What is asked:
1. In the forum thread on used versus new bows, copy the passage that begins with the words containing "Also a lot of" and ends with "decide to go new.".
2. List the usernames of everyone who posts in the forum thread on used versus new bows, naming each person once.

Selected excerpt:
* * * *

# Used bow vs New bow



## Shaky (May 21, 2004)

Looking to get back into the archery game after selling all my archery stuff a few years ago, but here is my question.

With a set budget in mind, of say 4-500, would it better to buy a couple, few years old higher end bow with all accessories, or would you stay in the middle range current production models?


----------



## patwilson (Jan 13, 2006)

Good question.... I would have no problem buying used equipment as long as it looked UN-abused and from a reputable person. Could save a ton of $$$$


----------



## Flatfisher6187 (Jun 21, 2007)

I recently bought a SLIGHTLY used Bear Attitude for about half the price of a new one and it shoots just like a new bow. I agree with pat, as long as it appears to be un-abused go for it. Might be harder to find exactly what you are looking for though. I lucked out, I knew exactly what I wanted and was about to order it from Cabelas and then I happened to check Craigslist and found the same bow with a few extras for a great deal. A lot of people buy a brand new bow use it for one season and either realize that they aren't going to use it or want to go get the next years model and it can save a lot of money. Just be sure to check it out good before pulling the trigger. Good luck


----------



## Flatfisher6187 (Jun 21, 2007)

Also a lot of manufacturers are making really great "budget bows". My Bear retails for about $400 ready to hunt and it shoots like a dream. Not quite as fast as my neighbors Diamond Outlaw but it is super quiet and forgiving and comes setup with a trophy ridge 4 pin sight w/ quiver, trophy ridge whisker biscuit, and rubberized stabilizer and peep and wrist sling. I think my buddy paid around $550 for his Diamond that is setup about the same and it is a really sweet bow as well. If you aren't dead set on high end Mathews or Hoyt these are a couple really good options if you decide to go new.


----------



## txjustin (Jun 3, 2009)

The main problem with buying used (that I see) is they are not set up initially for YOU so you really don't know if you will like it once it's tuned. But, buying used, or a cheaper new one, would be the way to go in your case to dip your toe back in the water, so to speak.


----------



## Shaky (May 21, 2004)

I'm pretty flexible when it comes to archery equipment, my last one was a used bow tech it replaced a 15 yo pse so it was a definate step up. But with this current crop of bows say 2005-2014 I just don't see that much difference in a couple years besides a few more fps.

Btw it will mainly be used for javelina/pigs for now


----------



## Whitebassfisher (May 4, 2007)

Personally I have been lucky buying used bows. Initially I bought new from a pro shop to get sized correctly and learn a bit. Later I bought used because some people tend to upgrade to latest and greatest so often.


----------



## jt2hunt (May 13, 2006)

Bought my Drenalin used for a couple hundred and changed the cams and string for less then a 100.


----------



## Trouthunter (Dec 18, 1998)

http://www.huntersfriend.com/

Go there and get you a package deal that fits you buddy...no worrying about restringing a bow or changing modules to fit your draw length.

Good site that you can trust.

TH


----------



## Shaky (May 21, 2004)

Trouthunter said:


> http://www.huntersfriend.com/
> 
> Go there and get you a package deal that fits you buddy...no worrying about restringing a bow or changing modules to fit your draw length.
> 
> ...


I went to this site, and let me tell you......:bounce:dangit, this is why I DONT want to go to a proshop.......I havent even decided on a bow yet and have already blown my projected budget!!!!!!!

lol, seriously, great link and I'll probably end up using it, but I am planning on stopping by a pro shop on my way down south tomorrow.......just to look.....:ac550:


----------

* * * *

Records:
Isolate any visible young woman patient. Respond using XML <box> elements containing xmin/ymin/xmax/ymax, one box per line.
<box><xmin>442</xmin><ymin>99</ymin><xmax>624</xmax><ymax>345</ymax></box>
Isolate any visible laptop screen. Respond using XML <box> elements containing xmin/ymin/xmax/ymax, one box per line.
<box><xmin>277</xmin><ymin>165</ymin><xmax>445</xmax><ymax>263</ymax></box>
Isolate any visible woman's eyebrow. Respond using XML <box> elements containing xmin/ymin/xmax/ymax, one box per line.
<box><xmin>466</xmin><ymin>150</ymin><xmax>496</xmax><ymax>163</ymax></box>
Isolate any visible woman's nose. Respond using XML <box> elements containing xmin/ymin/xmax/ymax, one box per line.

* * * *

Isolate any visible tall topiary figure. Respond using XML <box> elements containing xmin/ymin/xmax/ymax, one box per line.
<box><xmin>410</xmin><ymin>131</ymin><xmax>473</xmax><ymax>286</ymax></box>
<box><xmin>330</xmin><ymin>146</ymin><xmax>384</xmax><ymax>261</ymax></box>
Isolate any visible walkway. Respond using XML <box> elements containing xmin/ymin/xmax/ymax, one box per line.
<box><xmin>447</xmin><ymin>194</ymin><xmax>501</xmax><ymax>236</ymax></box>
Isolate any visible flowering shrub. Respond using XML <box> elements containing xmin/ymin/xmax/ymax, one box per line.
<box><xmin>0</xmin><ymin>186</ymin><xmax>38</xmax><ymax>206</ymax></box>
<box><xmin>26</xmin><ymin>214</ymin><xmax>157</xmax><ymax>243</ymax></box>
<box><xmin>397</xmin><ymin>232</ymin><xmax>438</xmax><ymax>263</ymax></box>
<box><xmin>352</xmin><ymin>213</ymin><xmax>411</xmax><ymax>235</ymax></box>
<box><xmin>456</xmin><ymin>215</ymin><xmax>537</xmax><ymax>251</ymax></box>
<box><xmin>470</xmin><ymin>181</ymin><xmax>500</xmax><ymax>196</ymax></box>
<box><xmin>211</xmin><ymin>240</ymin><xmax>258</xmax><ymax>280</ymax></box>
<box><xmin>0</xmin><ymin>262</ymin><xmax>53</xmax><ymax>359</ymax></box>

* * * *

Answer set:
1.
Also a lot of manufacturers are making really great "budget bows". My Bear retails for about $400 ready to hunt and it shoots like a dream. Not quite as fast as my neighbors Diamond Outlaw but it is super quiet and forgiving and comes setup with a trophy ridge 4 pin sight w/ quiver, trophy ridge whisker biscuit, and rubberized stabilizer and peep and wrist sling. I think my buddy paid around $550 for his Diamond that is setup about the same and it is a really sweet bow as well. If you aren't dead set on high end Mathews or Hoyt these are a couple really good options if you decide to go new.

2.
Shaky
patwilson
Flatfisher6187
txjustin
Whitebassfisher
jt2hunt
Trouthunter